* SOURCE EXTRACT
+++++

The Iditarod trail is 1,150 miles long. We made it to the 194th mile.
Lance Mackey is making the rounds. His team of 16 dogs, including the leaders ("Larry, the brains of the outfit, and Hobo, the speed behind the team"), dive into the food and bowls of water he sets before them. "They're very aggressive eaters," says Mackey. After inhaling the meal, some return to rolling in the snow to cool off from their run, while others work the hay under their paws into a comfortable spot to rest. Like human athletes, each has his own postrun routine.
For Mackey, the pack of mostly related look-alikes has more in common with a top-ranked high school soccer team than with pro players. The spirited black-and-beige dogs are "basically a bunch of adolescents ... a bunch of high school kids with minimum discipline." But he's not complaining - he breeds his dogs to have strong appetites and even stronger can-do (and rather chipper) attitudes. "Without either one, you're not going very far," he says.

+++++

(Bounding-box annotations for photos)

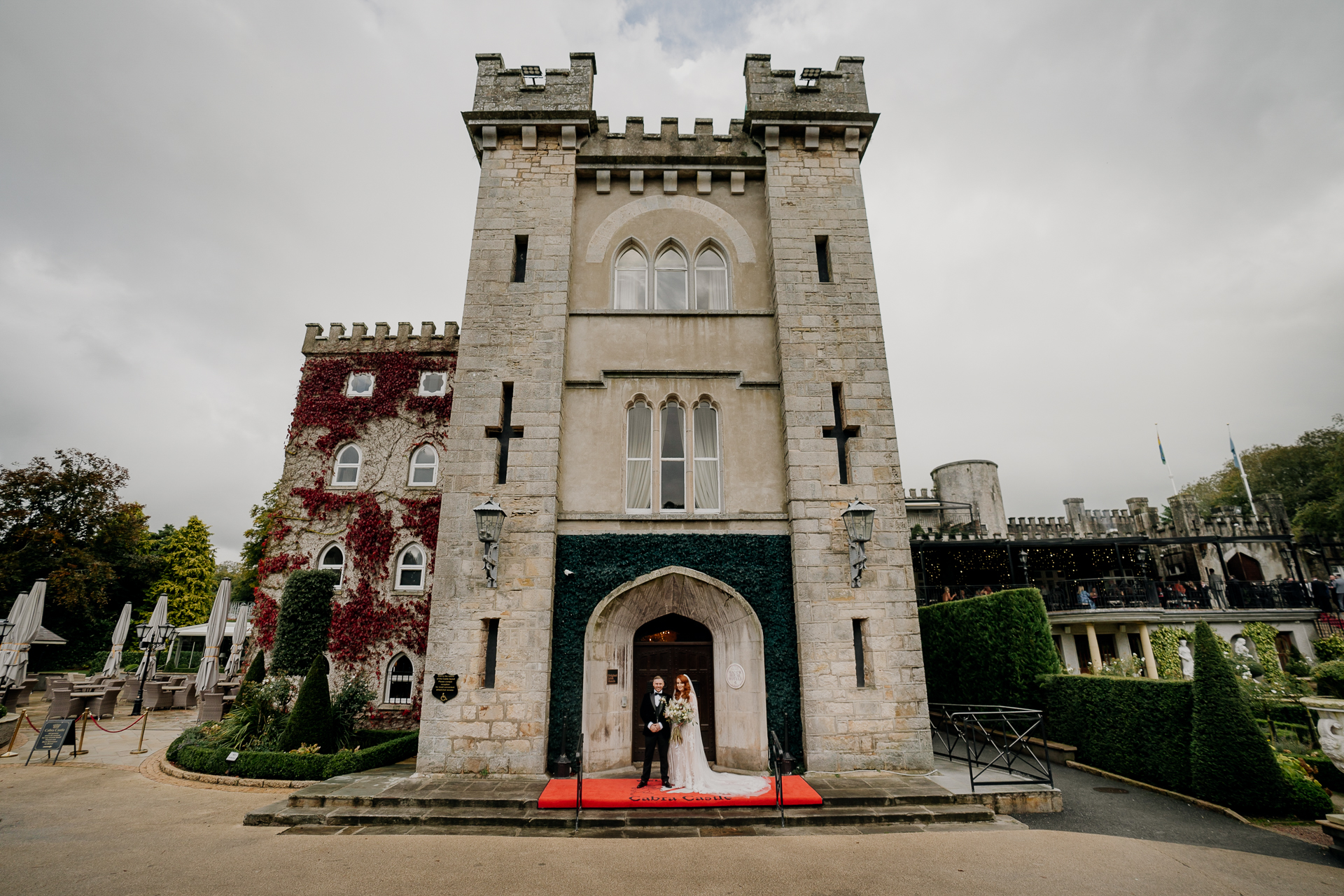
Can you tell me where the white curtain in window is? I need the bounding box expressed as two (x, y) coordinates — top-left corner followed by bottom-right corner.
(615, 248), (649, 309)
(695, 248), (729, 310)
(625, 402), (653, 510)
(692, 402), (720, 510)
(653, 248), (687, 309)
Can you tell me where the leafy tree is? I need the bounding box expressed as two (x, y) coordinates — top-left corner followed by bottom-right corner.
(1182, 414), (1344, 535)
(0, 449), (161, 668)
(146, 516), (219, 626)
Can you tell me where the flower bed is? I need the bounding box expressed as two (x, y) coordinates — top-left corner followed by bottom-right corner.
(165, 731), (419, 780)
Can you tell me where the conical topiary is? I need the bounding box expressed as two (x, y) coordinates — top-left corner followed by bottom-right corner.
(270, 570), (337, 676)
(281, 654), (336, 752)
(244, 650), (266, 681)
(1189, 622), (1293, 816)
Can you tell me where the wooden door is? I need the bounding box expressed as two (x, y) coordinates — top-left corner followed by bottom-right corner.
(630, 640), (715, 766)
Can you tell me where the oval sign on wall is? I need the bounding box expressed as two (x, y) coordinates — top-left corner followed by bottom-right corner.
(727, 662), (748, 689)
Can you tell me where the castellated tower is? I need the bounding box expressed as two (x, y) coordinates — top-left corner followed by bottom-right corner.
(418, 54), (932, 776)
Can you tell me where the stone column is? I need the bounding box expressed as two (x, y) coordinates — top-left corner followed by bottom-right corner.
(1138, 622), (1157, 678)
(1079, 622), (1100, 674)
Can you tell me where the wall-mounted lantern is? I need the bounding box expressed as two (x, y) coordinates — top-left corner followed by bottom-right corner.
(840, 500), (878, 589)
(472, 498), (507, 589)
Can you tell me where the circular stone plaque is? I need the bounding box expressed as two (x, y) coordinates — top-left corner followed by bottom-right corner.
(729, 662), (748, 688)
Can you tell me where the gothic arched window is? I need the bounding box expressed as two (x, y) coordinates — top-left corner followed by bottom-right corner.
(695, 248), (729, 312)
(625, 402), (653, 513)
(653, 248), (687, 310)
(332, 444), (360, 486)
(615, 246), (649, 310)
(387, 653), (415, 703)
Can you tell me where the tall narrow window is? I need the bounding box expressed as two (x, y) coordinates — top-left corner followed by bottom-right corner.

+++++

* GIVEN EXERCISE A
Return the part of the Iditarod passage starting at "The Iditarod trail" and ending at "own postrun routine.", word for word.
* GIVEN EXERCISE B
Write the next part of the Iditarod passage about Lance Mackey and his sled dogs, continuing after its final sentence.
The records bear no relation to the text.

* FINAL ANSWER A
The Iditarod trail is 1,150 miles long. We made it to the 194th mile.
Lance Mackey is making the rounds. His team of 16 dogs, including the leaders ("Larry, the brains of the outfit, and Hobo, the speed behind the team"), dive into the food and bowls of water he sets before them. "They're very aggressive eaters," says Mackey. After inhaling the meal, some return to rolling in the snow to cool off from their run, while others work the hay under their paws into a comfortable spot to rest. Like human athletes, each has his own postrun routine.

* FINAL ANSWER B
It's 6:30 a.m., but the sky is still blue-black with night. Even the snow, piled high on and around the foot-thick lake ice, looks inky blue. The moon does little to help Mackey with his tasks, but there's enough of a glow from headlamps and TV cameras. Besides, Mackey, 36, has been mushing all his life and has twice won the 1,150-mile Yukon Quest. He could do all of this even without a sliver of light. As he works his way down the line of dogs, he checks each one with his eyes and his hands, finishing with a kind word or a good head scratch.
They deserve the attention. After all, they're already 194 miles into the Iditarod Trail Sled Dog Race.
It's early March in Alaska. While residents of the Lower 48 are pulling out their bicycles for spring overhauls and thumbing through flower catalogs, Alaskans are still committed to winter. Snowmobiles - or snow machines, as they call them up north - remain in heavy rotation. The ice that owns Finger Lake, the fourth checkpoint along the Iditarod trail, won't break up until at least six weeks from now.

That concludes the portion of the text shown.